--- Brano selezionato ---

Lunedì 19 ottobre 2020, ci ha lasciati Giuseppe Ruggeri, conosciuto come “Serdio”, focolarino falegname, artista dell’arte di amare. Qualche flash della sua vita avventurosa.

 

Giuseppe era originario di Ghiare di Berceto, in provincia di Parma, e prima di arrivare a Loppiano, aveva vissuto anche in Camerun, Kenya, Pakistan, Uganda… Infine, a Montet, nella cittadella dei Focolari in Svizzera, dalla quale aveva raggiunto Loppiano, nel 2015. Qui, viveva nel focolare chiamato Nuova Unità, assieme ad altri focolarini anziani, e qui, nel marzo del 2020, aveva festeggiato i suoi 80 anni.

La giovinezza

Parlando della sua giovinezza, Giuseppe ricordava di aver vissuto come tra due fuochi. Da una parte, la religiosità semplice assimilata in famiglia (che tanto ha amato) e, dall’altra, l’anticlericalismo tipico degli ambienti operai di una volta, in particolare, dell’Emilia Romagna. «L’attrattiva per Dio è rimasta sempre predominante in me, anche se non frequentavo troppo la chiesa, anzi ne sono stato lontano» raccontava.
Dopo alcuni anni di apprendistato in una falegnameria, Giuseppe era partito per il servizio militare, si era fidanzato, ed infine, si era trasferito a Parma, per lavorare come falegname alla ditta Salvarani.

L’incontro con i Focolari

Verso la metà del 1964, la sorella Lucia, gli passò un libro intitolato “Tre focolarini” scritto da un certo Igino Giordani, che narrava le vicende di tre laici che aspirarono alla santità, provenendo da tre settori diversi: un impiegato, un deputato e un operaio. Raccontava, a tal proposito, Giuseppe: «Lo lessi tutto d’un fiato e rimasi molto stupito dal fatto che potessero esserci persone che vivevano il Vangelo in maniera così radicale. Subito cercai i focolarini di Parma e il primo che conobbi fu Guglielmo Curti. Andavo spesso a trovarli e ogni mattina, per andare al lavoro, passavo davanti al focolare: la loro vita mi attraeva».

---

Puoi stampare, parola per parola, il ricordo di Giuseppe Ruggeri tra "Dopo alcuni anni" e "alla ditta Salvarani.", estremi inclusi?

--- Materiale ---

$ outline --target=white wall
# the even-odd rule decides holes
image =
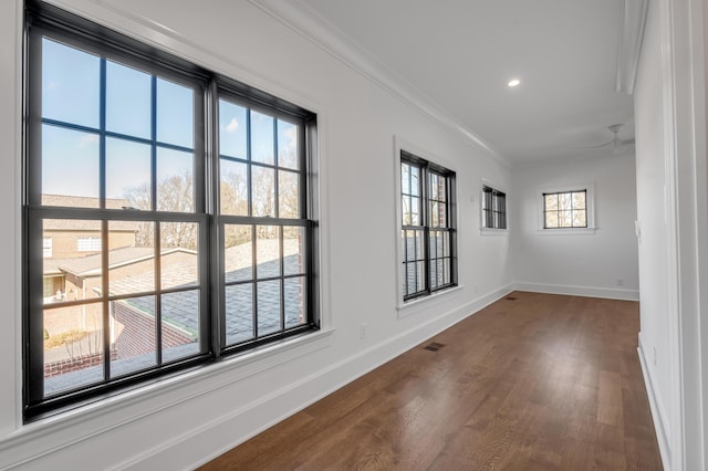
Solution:
[[[59,0],[56,0],[60,2]],[[481,238],[470,201],[510,172],[456,130],[334,59],[251,2],[61,0],[319,115],[324,332],[21,423],[21,1],[0,2],[0,469],[191,468],[501,295],[509,238]],[[394,136],[458,175],[461,289],[396,310]],[[483,270],[482,270],[483,268]],[[475,290],[477,289],[477,292]],[[358,326],[368,324],[360,339]],[[90,463],[90,464],[87,464]]]
[[[635,88],[639,358],[667,470],[706,469],[704,1],[649,1]]]
[[[513,169],[514,286],[558,294],[638,299],[634,155]],[[591,184],[596,231],[539,229],[544,187]]]
[[[635,134],[637,167],[637,220],[641,224],[639,343],[647,357],[652,378],[655,422],[660,426],[659,443],[670,436],[669,322],[668,322],[668,242],[666,219],[666,171],[664,168],[664,116],[662,98],[660,23],[656,2],[649,2],[644,44],[635,86]],[[658,419],[658,420],[657,420]],[[666,444],[665,444],[666,447]]]

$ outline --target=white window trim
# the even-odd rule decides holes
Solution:
[[[482,210],[485,207],[485,187],[492,188],[494,190],[501,191],[507,196],[506,199],[506,214],[507,214],[507,227],[504,229],[499,228],[486,228],[485,227],[485,211]],[[503,185],[497,185],[492,180],[488,180],[487,178],[481,179],[481,184],[479,185],[479,232],[482,236],[509,236],[509,228],[511,222],[509,221],[509,189]]]
[[[396,250],[394,251],[395,257],[395,266],[396,266],[396,311],[398,312],[398,318],[407,317],[416,312],[420,312],[420,305],[428,304],[430,302],[439,302],[441,299],[450,296],[451,293],[458,293],[460,289],[464,286],[460,284],[459,275],[457,280],[457,286],[450,287],[448,290],[438,291],[428,296],[423,296],[419,299],[410,300],[408,302],[403,301],[403,265],[400,260],[400,252],[403,250],[400,243],[400,220],[403,219],[403,212],[400,209],[400,150],[405,150],[407,153],[414,154],[420,158],[424,158],[430,163],[440,165],[448,170],[455,172],[456,176],[459,176],[457,168],[449,161],[444,158],[438,157],[430,151],[416,146],[415,144],[410,144],[409,142],[402,139],[399,136],[394,135],[394,206],[395,206],[395,214],[394,219],[394,237],[396,241]],[[459,177],[458,177],[459,178]],[[458,180],[459,181],[459,180]],[[459,191],[456,187],[455,189],[455,200],[459,202]],[[459,203],[455,205],[455,217],[457,220],[457,227],[460,227],[460,213],[459,213]],[[458,229],[458,241],[459,241],[459,229]],[[459,259],[459,243],[458,243],[458,259]],[[459,262],[458,262],[459,269]],[[428,304],[429,305],[429,304]],[[417,307],[417,308],[416,308]]]
[[[543,193],[555,193],[555,192],[568,192],[568,191],[582,191],[585,190],[585,217],[587,218],[587,227],[586,228],[559,228],[559,229],[546,229],[544,227],[544,214],[543,214]],[[542,236],[592,236],[597,230],[597,226],[595,224],[595,184],[594,182],[584,182],[584,184],[575,184],[575,185],[562,185],[562,186],[551,186],[551,187],[541,187],[537,189],[535,192],[537,200],[537,229],[538,233]]]

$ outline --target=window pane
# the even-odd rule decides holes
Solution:
[[[256,274],[264,279],[280,276],[280,228],[278,226],[257,226],[256,233]]]
[[[420,169],[410,166],[410,195],[420,196]]]
[[[254,217],[275,217],[275,170],[260,166],[251,167]]]
[[[42,126],[42,193],[54,206],[98,207],[98,135]]]
[[[251,160],[274,164],[274,123],[272,116],[251,111]]]
[[[428,276],[430,276],[430,289],[435,290],[436,287],[438,287],[438,265],[436,263],[435,260],[430,261],[429,264],[430,269],[429,269],[429,273]]]
[[[431,200],[440,199],[440,177],[435,174],[430,174],[430,187],[428,198]]]
[[[223,228],[225,280],[232,283],[253,280],[253,244],[251,226],[227,224]]]
[[[227,159],[221,159],[219,165],[221,213],[248,216],[248,166]]]
[[[124,199],[124,206],[150,210],[150,154],[148,145],[106,138],[106,198]]]
[[[42,230],[43,239],[52,239],[52,257],[42,259],[43,278],[52,279],[51,295],[44,304],[101,297],[101,248],[85,253],[77,247],[79,236],[101,240],[101,221],[45,219]]]
[[[438,257],[438,236],[439,236],[438,231],[430,231],[430,237],[429,237],[430,248],[428,250],[430,251],[429,255],[431,259],[435,259]]]
[[[571,209],[571,193],[558,195],[558,209],[562,211]]]
[[[194,212],[194,155],[157,149],[157,210]]]
[[[101,303],[44,310],[44,396],[103,377]]]
[[[163,363],[199,353],[199,290],[167,293],[163,303]]]
[[[416,259],[425,259],[425,232],[416,231]]]
[[[425,263],[416,262],[416,291],[425,290]]]
[[[262,281],[258,286],[258,336],[281,329],[280,280]]]
[[[437,211],[438,211],[438,223],[439,227],[445,228],[447,227],[448,222],[447,222],[447,205],[445,202],[439,202],[438,207],[437,207]]]
[[[573,209],[585,209],[585,191],[573,192]]]
[[[189,286],[199,283],[199,224],[160,222],[160,286]]]
[[[430,202],[430,227],[438,228],[440,227],[440,208],[439,202],[431,201]]]
[[[42,117],[98,127],[101,59],[42,39]]]
[[[412,261],[416,259],[416,232],[404,231],[404,260]]]
[[[306,323],[305,278],[289,278],[283,281],[285,294],[285,328]]]
[[[226,286],[226,342],[253,338],[253,284]]]
[[[152,83],[149,74],[106,61],[107,130],[146,139],[150,137]]]
[[[155,296],[111,302],[113,326],[111,376],[123,376],[157,365],[155,345]]]
[[[423,226],[420,221],[420,198],[410,198],[410,226]]]
[[[300,217],[300,175],[292,171],[278,172],[278,208],[280,218]]]
[[[283,228],[283,274],[304,274],[305,260],[305,229],[295,227]]]
[[[298,133],[296,125],[278,119],[278,165],[280,167],[300,168]]]
[[[400,192],[410,193],[410,166],[405,163],[400,164]]]
[[[403,226],[410,226],[410,197],[406,195],[400,196],[400,213]]]
[[[558,209],[558,195],[545,195],[545,210],[556,210]]]
[[[219,154],[248,159],[246,108],[219,100]]]
[[[154,240],[154,222],[108,222],[108,282],[112,295],[155,290]]]
[[[416,292],[416,266],[415,263],[404,263],[404,294]]]
[[[158,77],[157,140],[192,148],[195,142],[194,116],[194,90]]]

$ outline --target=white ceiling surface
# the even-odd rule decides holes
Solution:
[[[622,0],[295,0],[513,165],[607,156],[634,135],[615,92]],[[507,83],[518,77],[521,85]]]

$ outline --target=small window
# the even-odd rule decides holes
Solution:
[[[543,193],[543,229],[587,228],[587,190]]]
[[[403,300],[457,285],[455,172],[400,151]]]
[[[507,193],[482,186],[482,228],[507,229]]]
[[[25,12],[24,420],[319,329],[316,116]]]
[[[52,238],[45,237],[42,239],[42,257],[45,259],[52,258]]]

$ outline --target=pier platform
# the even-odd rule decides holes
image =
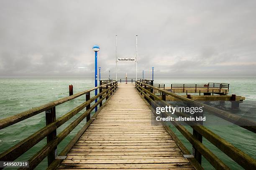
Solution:
[[[195,169],[152,115],[133,84],[119,84],[57,169]]]

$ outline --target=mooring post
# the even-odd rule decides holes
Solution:
[[[53,107],[49,110],[45,111],[45,118],[46,119],[46,125],[52,123],[56,120],[56,111],[55,107]],[[52,140],[54,140],[56,138],[57,135],[57,132],[56,129],[54,130],[51,133],[50,133],[47,136],[47,142],[49,143]],[[54,160],[55,157],[57,156],[57,147],[56,147],[51,152],[47,155],[47,161],[48,166]]]
[[[142,95],[142,88],[143,88],[143,87],[143,87],[142,84],[141,83],[141,85],[141,85],[141,94]]]
[[[191,99],[191,95],[190,94],[187,94],[187,98],[188,99]],[[189,102],[187,103],[187,107],[190,107],[190,104]]]
[[[236,101],[236,94],[232,94],[231,97],[231,109],[238,109],[239,107],[239,101]]]
[[[87,101],[88,101],[90,99],[90,92],[88,92],[87,94],[85,94],[85,99]],[[86,106],[86,110],[88,110],[90,109],[90,107],[91,107],[91,104],[89,104],[87,106]],[[91,117],[90,113],[86,117],[86,121],[88,122],[90,119]]]
[[[69,86],[69,96],[73,95],[73,85],[72,84]]]
[[[162,92],[162,100],[166,101],[166,94],[165,93]]]

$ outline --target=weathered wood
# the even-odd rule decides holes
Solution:
[[[56,120],[56,111],[55,107],[45,111],[45,119],[46,119],[46,125],[50,124]],[[47,143],[56,139],[57,131],[56,129],[54,130],[51,133],[49,134],[47,136]],[[57,147],[51,151],[48,155],[47,161],[48,166],[55,159],[56,153],[57,152]]]
[[[85,100],[86,101],[88,101],[90,99],[90,92],[87,93],[85,94]],[[88,110],[90,109],[90,107],[91,107],[91,104],[88,104],[86,106],[86,110]],[[90,119],[90,114],[89,114],[88,116],[86,117],[86,122],[88,122]]]

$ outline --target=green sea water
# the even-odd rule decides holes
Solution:
[[[236,94],[246,98],[246,100],[240,104],[240,109],[241,111],[248,110],[248,108],[250,108],[250,114],[253,116],[256,110],[255,78],[155,78],[154,81],[155,83],[165,84],[166,86],[171,86],[171,84],[178,83],[205,84],[208,82],[229,83],[230,84],[230,94]],[[13,115],[31,108],[67,96],[69,95],[68,85],[71,84],[74,86],[74,94],[93,87],[94,80],[93,78],[0,78],[0,119]],[[93,95],[91,94],[91,95]],[[57,106],[57,119],[84,102],[85,97],[85,96],[82,96]],[[230,104],[226,102],[225,105],[225,107],[228,107]],[[61,132],[71,122],[79,116],[82,112],[59,128],[57,133]],[[237,114],[239,114],[239,112]],[[216,118],[216,120],[217,121],[223,121],[220,118]],[[85,123],[86,120],[83,121],[59,145],[58,147],[59,153],[61,152]],[[0,152],[18,143],[45,125],[45,114],[41,113],[21,122],[0,130]],[[217,124],[207,127],[242,151],[256,158],[255,134],[228,123],[225,126]],[[192,151],[192,146],[189,142],[175,127],[172,128],[187,148]],[[191,128],[188,127],[186,128],[192,132]],[[203,143],[232,169],[240,170],[242,168],[206,139],[203,140]],[[29,160],[46,144],[46,139],[44,139],[17,160]],[[47,167],[47,160],[45,159],[37,166],[37,169],[44,169]],[[203,158],[202,165],[205,169],[214,169],[204,158]]]

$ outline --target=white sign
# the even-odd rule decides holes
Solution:
[[[120,62],[136,62],[136,58],[118,58],[118,61]]]

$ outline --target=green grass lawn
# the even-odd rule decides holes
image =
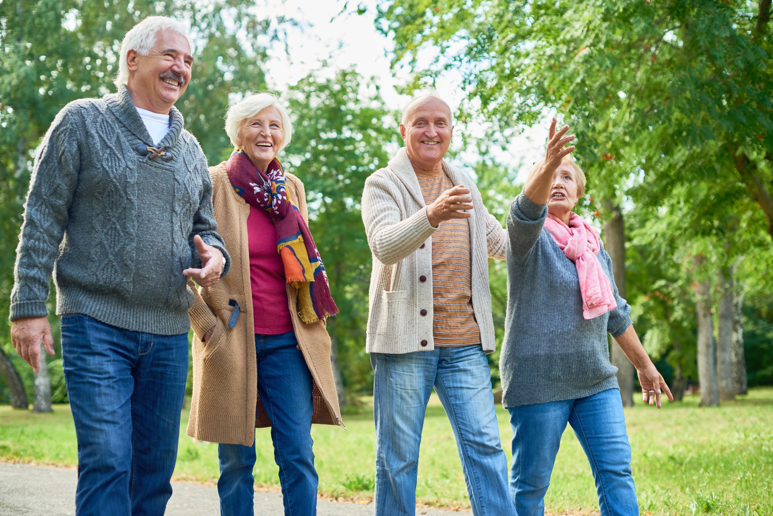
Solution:
[[[753,389],[717,409],[700,409],[697,401],[686,396],[661,410],[641,402],[626,409],[642,514],[773,515],[773,388]],[[498,415],[508,450],[507,412],[500,407]],[[183,411],[175,477],[213,482],[217,446],[186,436],[187,419]],[[373,413],[366,409],[344,422],[349,431],[314,426],[319,489],[332,497],[367,499],[373,488]],[[268,429],[258,429],[256,439],[256,482],[277,488]],[[0,460],[75,466],[69,407],[55,406],[53,414],[0,407]],[[431,506],[469,507],[451,426],[434,396],[424,423],[417,497]],[[570,429],[561,441],[546,504],[555,513],[598,514],[590,467]]]

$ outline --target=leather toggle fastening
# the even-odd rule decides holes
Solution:
[[[135,148],[135,151],[141,156],[147,156],[149,154],[150,156],[148,156],[148,159],[161,158],[165,161],[171,161],[172,158],[172,154],[167,152],[166,149],[163,147],[151,147],[150,145],[140,144]]]

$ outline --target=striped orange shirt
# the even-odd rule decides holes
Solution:
[[[427,205],[454,187],[442,170],[416,171]],[[470,225],[466,219],[444,220],[432,235],[432,333],[436,346],[481,344],[472,311]]]

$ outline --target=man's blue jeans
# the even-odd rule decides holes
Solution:
[[[317,470],[312,446],[314,381],[292,331],[255,335],[257,392],[271,420],[274,460],[279,467],[284,514],[317,514]],[[255,478],[255,443],[220,444],[220,514],[251,516]]]
[[[620,391],[608,389],[585,398],[508,410],[512,426],[510,493],[518,516],[545,513],[545,493],[567,423],[591,463],[601,516],[638,514]]]
[[[475,516],[514,516],[480,346],[403,355],[371,353],[376,419],[376,516],[414,516],[419,443],[432,388],[451,421]]]
[[[163,514],[177,459],[188,334],[66,315],[62,361],[78,440],[76,514]]]

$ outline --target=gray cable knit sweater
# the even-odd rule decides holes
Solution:
[[[521,193],[507,216],[507,314],[499,358],[505,408],[589,396],[617,389],[607,332],[631,324],[631,307],[618,294],[612,261],[598,253],[618,307],[583,318],[574,263],[544,229],[546,205]]]
[[[32,170],[16,250],[11,320],[45,317],[53,270],[56,313],[127,330],[178,334],[193,295],[182,270],[200,267],[193,236],[230,259],[216,233],[212,182],[199,142],[172,108],[153,145],[128,91],[71,102],[51,124]],[[171,158],[170,158],[171,157]]]

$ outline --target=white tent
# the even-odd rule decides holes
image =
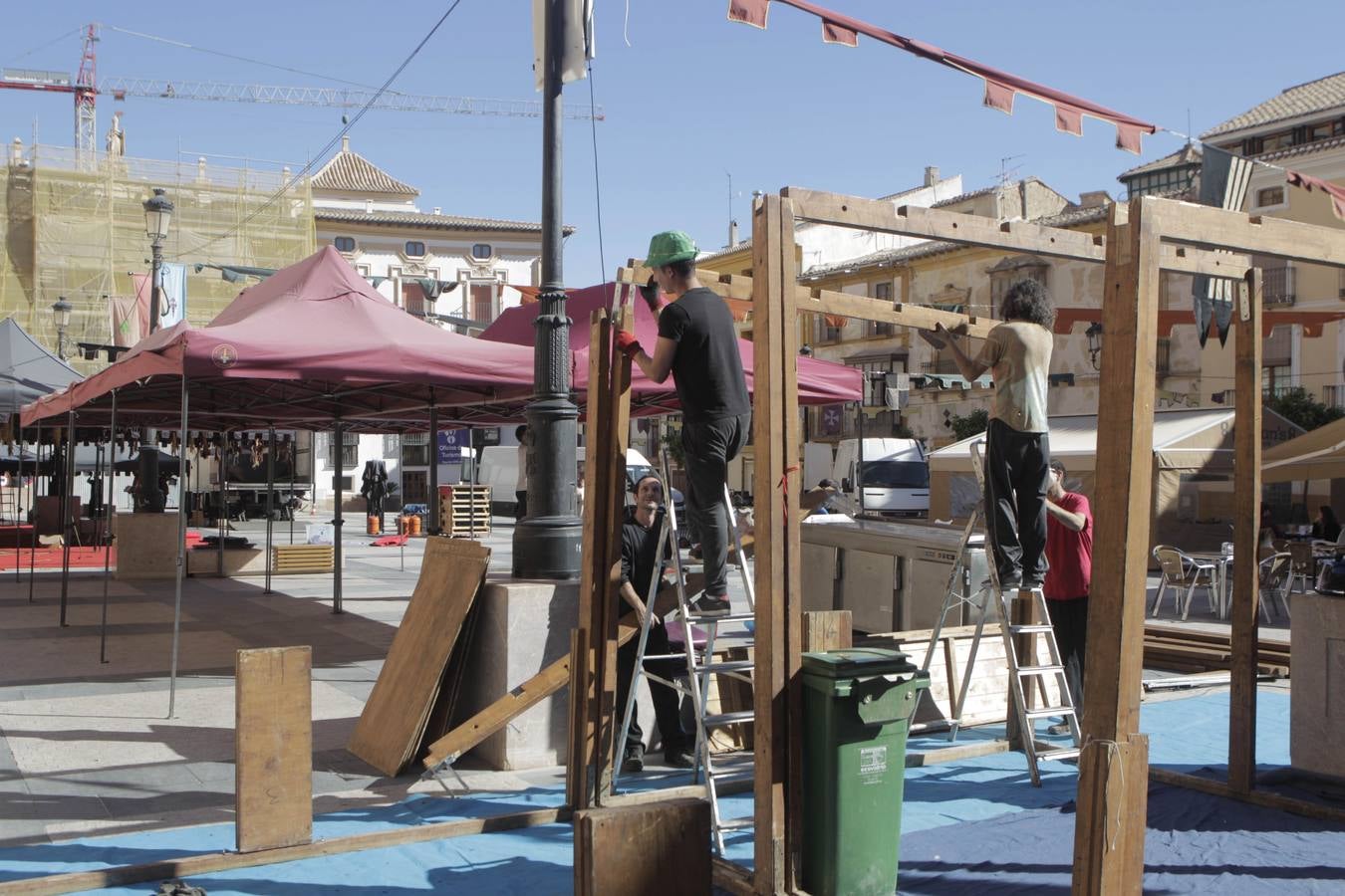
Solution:
[[[1302,433],[1264,411],[1263,439],[1279,443]],[[985,435],[929,454],[929,514],[966,517],[979,497],[971,473],[971,445]],[[1153,544],[1188,551],[1216,549],[1229,539],[1233,519],[1233,411],[1201,408],[1154,414]],[[1072,490],[1092,497],[1098,458],[1098,418],[1050,418],[1050,454],[1069,472]],[[1302,477],[1299,477],[1302,478]]]

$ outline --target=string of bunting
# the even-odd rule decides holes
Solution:
[[[761,30],[767,27],[767,17],[771,12],[772,0],[729,0],[729,20],[749,24]],[[859,19],[854,19],[841,12],[819,7],[807,0],[776,0],[776,3],[783,3],[791,5],[795,9],[808,12],[815,15],[822,20],[822,40],[826,43],[838,43],[847,47],[855,47],[859,43],[859,35],[873,38],[882,43],[904,50],[912,55],[936,62],[942,66],[950,69],[956,69],[966,74],[974,75],[985,81],[985,105],[991,109],[998,109],[1005,114],[1013,114],[1013,101],[1017,94],[1025,97],[1032,97],[1040,99],[1045,103],[1054,106],[1056,109],[1056,130],[1063,130],[1065,133],[1073,134],[1076,137],[1083,136],[1083,118],[1091,117],[1100,121],[1106,121],[1116,128],[1116,148],[1132,152],[1137,156],[1141,153],[1141,137],[1143,134],[1153,134],[1159,128],[1157,125],[1149,124],[1147,121],[1141,121],[1139,118],[1132,118],[1123,113],[1107,109],[1088,99],[1080,97],[1073,97],[1061,90],[1040,85],[1026,78],[1020,78],[1006,71],[993,69],[990,66],[982,64],[974,59],[966,56],[959,56],[956,54],[948,52],[940,47],[917,40],[915,38],[907,38],[898,35],[893,31],[880,28],[877,26],[869,24]],[[1178,132],[1169,128],[1163,128],[1173,134]],[[1184,136],[1184,134],[1178,134]],[[1188,137],[1189,138],[1189,137]],[[1271,165],[1268,163],[1262,163],[1258,160],[1251,160],[1260,165],[1267,165],[1278,171],[1284,172],[1284,180],[1291,187],[1299,187],[1309,192],[1321,191],[1332,200],[1332,211],[1337,218],[1345,220],[1345,187],[1329,183],[1319,177],[1313,177],[1311,175],[1305,175],[1298,171],[1291,171],[1289,168],[1280,168],[1279,165]],[[1217,304],[1217,302],[1216,302]],[[1205,317],[1205,326],[1208,328],[1208,316],[1200,314],[1197,317]],[[1225,326],[1220,326],[1223,332]],[[1204,340],[1202,340],[1204,341]]]

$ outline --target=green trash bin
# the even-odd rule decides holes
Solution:
[[[907,654],[803,654],[803,888],[814,896],[897,889],[907,729],[929,673]]]

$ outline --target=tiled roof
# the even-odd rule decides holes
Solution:
[[[1200,138],[1208,140],[1233,130],[1270,125],[1276,121],[1310,116],[1340,106],[1345,106],[1345,71],[1290,87],[1278,97],[1271,97],[1243,114],[1235,116],[1221,125],[1216,125],[1202,133]]]
[[[358,152],[351,152],[348,144],[313,175],[313,189],[335,189],[359,193],[390,193],[393,196],[418,196],[420,191],[404,184],[386,171],[369,161]]]
[[[1162,159],[1155,159],[1154,161],[1146,161],[1143,165],[1131,168],[1130,171],[1123,171],[1116,176],[1116,180],[1126,180],[1134,175],[1147,175],[1151,171],[1163,171],[1165,168],[1176,168],[1177,165],[1198,165],[1201,163],[1201,153],[1198,144],[1186,144],[1174,153],[1167,153]]]
[[[1309,156],[1315,152],[1325,152],[1328,149],[1336,149],[1338,146],[1345,146],[1345,137],[1332,137],[1329,140],[1314,140],[1310,144],[1298,144],[1297,146],[1284,146],[1283,149],[1275,149],[1274,152],[1263,152],[1256,156],[1256,161],[1278,161],[1280,159],[1294,159],[1295,156]]]
[[[1099,220],[1106,220],[1107,210],[1110,206],[1093,206],[1089,208],[1067,208],[1057,215],[1048,215],[1045,218],[1037,218],[1033,224],[1041,224],[1042,227],[1077,227],[1080,224],[1089,224]],[[916,243],[915,246],[904,246],[901,249],[886,249],[881,253],[872,253],[861,258],[851,258],[845,262],[838,262],[835,265],[827,265],[824,267],[814,267],[799,277],[799,279],[814,281],[831,277],[833,274],[842,274],[846,271],[857,271],[863,267],[893,267],[896,265],[904,265],[907,262],[915,261],[917,258],[929,258],[932,255],[942,255],[944,253],[952,253],[959,249],[966,249],[963,243],[948,243],[939,239],[931,239],[923,243]]]
[[[317,220],[342,224],[374,224],[383,227],[421,227],[428,230],[488,230],[512,234],[541,234],[542,226],[527,220],[503,220],[500,218],[468,218],[464,215],[425,215],[402,211],[354,211],[350,208],[315,208]],[[574,232],[572,224],[565,232]]]

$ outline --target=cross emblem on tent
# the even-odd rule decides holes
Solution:
[[[233,345],[217,345],[215,351],[210,353],[210,359],[215,367],[227,369],[238,361],[238,352],[234,351]]]

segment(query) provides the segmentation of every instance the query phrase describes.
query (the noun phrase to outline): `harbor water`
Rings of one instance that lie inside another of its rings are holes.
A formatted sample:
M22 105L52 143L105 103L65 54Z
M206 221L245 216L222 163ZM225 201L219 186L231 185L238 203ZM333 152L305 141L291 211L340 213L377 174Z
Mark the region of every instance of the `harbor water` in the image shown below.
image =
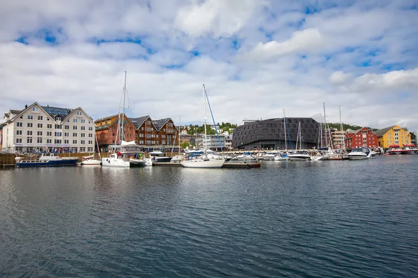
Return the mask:
M418 156L0 170L0 277L418 277Z

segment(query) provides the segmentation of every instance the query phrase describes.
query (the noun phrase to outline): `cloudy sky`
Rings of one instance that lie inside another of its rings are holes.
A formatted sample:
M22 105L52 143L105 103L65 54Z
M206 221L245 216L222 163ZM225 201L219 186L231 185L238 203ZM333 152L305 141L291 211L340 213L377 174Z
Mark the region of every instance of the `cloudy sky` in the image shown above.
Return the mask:
M0 9L0 113L38 101L216 122L318 117L418 130L418 1L15 0Z

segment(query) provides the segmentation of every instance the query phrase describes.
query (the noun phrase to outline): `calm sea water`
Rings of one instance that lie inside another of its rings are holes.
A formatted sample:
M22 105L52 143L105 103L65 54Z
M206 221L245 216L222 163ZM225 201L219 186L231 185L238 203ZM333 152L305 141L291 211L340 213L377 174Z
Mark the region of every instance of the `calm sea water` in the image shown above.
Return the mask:
M418 156L0 171L0 276L418 277Z

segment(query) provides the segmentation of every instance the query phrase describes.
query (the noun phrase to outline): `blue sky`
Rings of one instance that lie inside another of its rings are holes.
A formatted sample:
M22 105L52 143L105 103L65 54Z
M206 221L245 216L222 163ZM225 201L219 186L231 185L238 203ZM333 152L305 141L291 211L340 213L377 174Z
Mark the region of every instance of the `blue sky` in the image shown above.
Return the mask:
M418 130L418 1L9 1L0 113L38 101L203 121L315 117Z

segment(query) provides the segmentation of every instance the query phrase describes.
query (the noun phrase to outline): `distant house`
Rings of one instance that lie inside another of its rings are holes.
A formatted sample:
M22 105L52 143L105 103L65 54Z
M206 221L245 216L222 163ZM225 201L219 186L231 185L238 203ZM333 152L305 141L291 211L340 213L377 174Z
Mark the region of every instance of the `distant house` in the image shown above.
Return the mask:
M98 145L102 151L106 152L109 145L121 143L121 131L123 130L123 139L130 142L135 140L135 126L127 117L121 115L121 126L123 120L123 128L118 131L118 115L112 115L96 120L95 133L98 138Z
M403 147L405 144L411 143L411 135L408 129L394 125L376 131L378 136L379 147L385 149L389 149L390 145L397 145Z
M94 122L81 108L40 106L4 114L1 150L7 152L40 151L93 152Z
M345 143L348 149L363 146L374 148L378 147L378 136L366 127L355 131L348 129Z
M171 118L152 120L149 115L146 115L130 120L135 126L138 145L153 148L178 145L178 130Z

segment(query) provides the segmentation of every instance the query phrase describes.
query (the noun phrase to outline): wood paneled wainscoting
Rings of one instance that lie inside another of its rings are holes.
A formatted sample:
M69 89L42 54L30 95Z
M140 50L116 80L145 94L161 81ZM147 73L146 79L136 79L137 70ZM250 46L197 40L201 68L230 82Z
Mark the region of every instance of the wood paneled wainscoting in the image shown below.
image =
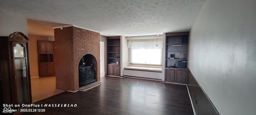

---

▸ Compito svolto:
Dopo alcuni anni di apprendistato in una falegnameria, Giuseppe era partito per il servizio militare, si era fidanzato, ed infine, si era trasferito a Parma, per lavorare come falegname alla ditta Salvarani.